» Quelltext:
^^^^^^^^

Fazit: Ein bemerkenswerter Abend, der aus vielerlei Gründen am denkwürdigen vorbeigeschrammt ist. Ich werde die Produktion nach Möglichkeit mit anderer Besetzung noch einmal auf mich wirken lassen.


Richard Wagner – Parsifal
Musikalische Leitung – Donald Runnicles
Inszenierung – Philipp Stölzl
Co-Regie – Mara Kurotschka
Bühnenbild – Philipp Stölzl, Conrad Moritz Reinhardt
Kostüme – Kathi Maurer
Licht – Ulrich Niepel
Chöre – William Spaulding
Kinderchor – Christian Lindhorst
Dramaturgie – Dorothea Hartmann

Amfortas – Thomas Johannes Mayer
Titurel – Albert Pesendorfer
Gurnemanz – Matti Salminen
Parsifal – Klaus Florian Vogt
Klingsor – Thomas Jesatko
Kundry – Evelyn Herlitzius
1. Gralsritter – Burkhard Ulrich
2. Gralsritter – Andrew Harris
1. Knappe – Kim-Lillian Strebel
2. Knappe – Annie Rosen
3. Knappe – Paul Kaufmann
4. Knappe – Matthew Pena
Blumenmädchen (1. Gruppe) – Hulkar Sabirova, Martina Welschenbach, Rachel Hauge
Blumenmädchen (2. Gruppe) – Hila Fahima, Annie Rosen, Dana Beth Miller
Stimme aus der Höhe – Dana Beth Miller

Chor der Deutschen Oper Berlin
Kinderchor der Deutschen Oper Berlin
Orchester der Deutschen Oper Berlin
Opernballett der Deutschen Oper Berlin

20. Oktober 2012

Konzerthausorchester Berlin – Gennadi Rozhdestvensky.
Konzerthaus Berlin.

19:00 Uhr Einführung, 20:00 Uhr, Parkett links, Reihe 8, Platz 15



Pjotr Iljitsch Tschaikowsky – Klavierkonzert Nr. 2 G-Dur, op. 44 (Viktoria Postnikova)

(Pause)

^^^^^^^^

» Gegebene Einträge:
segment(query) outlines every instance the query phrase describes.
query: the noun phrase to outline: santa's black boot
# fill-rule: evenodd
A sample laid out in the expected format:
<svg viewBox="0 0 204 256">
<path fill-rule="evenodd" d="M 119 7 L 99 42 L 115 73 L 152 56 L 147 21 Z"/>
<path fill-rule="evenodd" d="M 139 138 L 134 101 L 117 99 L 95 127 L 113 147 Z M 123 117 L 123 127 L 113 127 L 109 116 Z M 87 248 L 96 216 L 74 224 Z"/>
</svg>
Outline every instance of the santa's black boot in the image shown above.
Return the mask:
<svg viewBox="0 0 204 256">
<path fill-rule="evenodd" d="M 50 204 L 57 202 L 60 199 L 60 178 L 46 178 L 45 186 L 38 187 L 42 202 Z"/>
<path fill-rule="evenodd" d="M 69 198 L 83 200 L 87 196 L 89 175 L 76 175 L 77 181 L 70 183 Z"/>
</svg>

^^^^^^^^

» Zu erledigen: Wer singt laut Quelltext in der Parsifal-Produktion die Partie der Kundry? Das Material hat mit dem Quelltext nichts zu tun.

» Ergebnis der Übung: Evelyn Herlitzius singt die Kundry.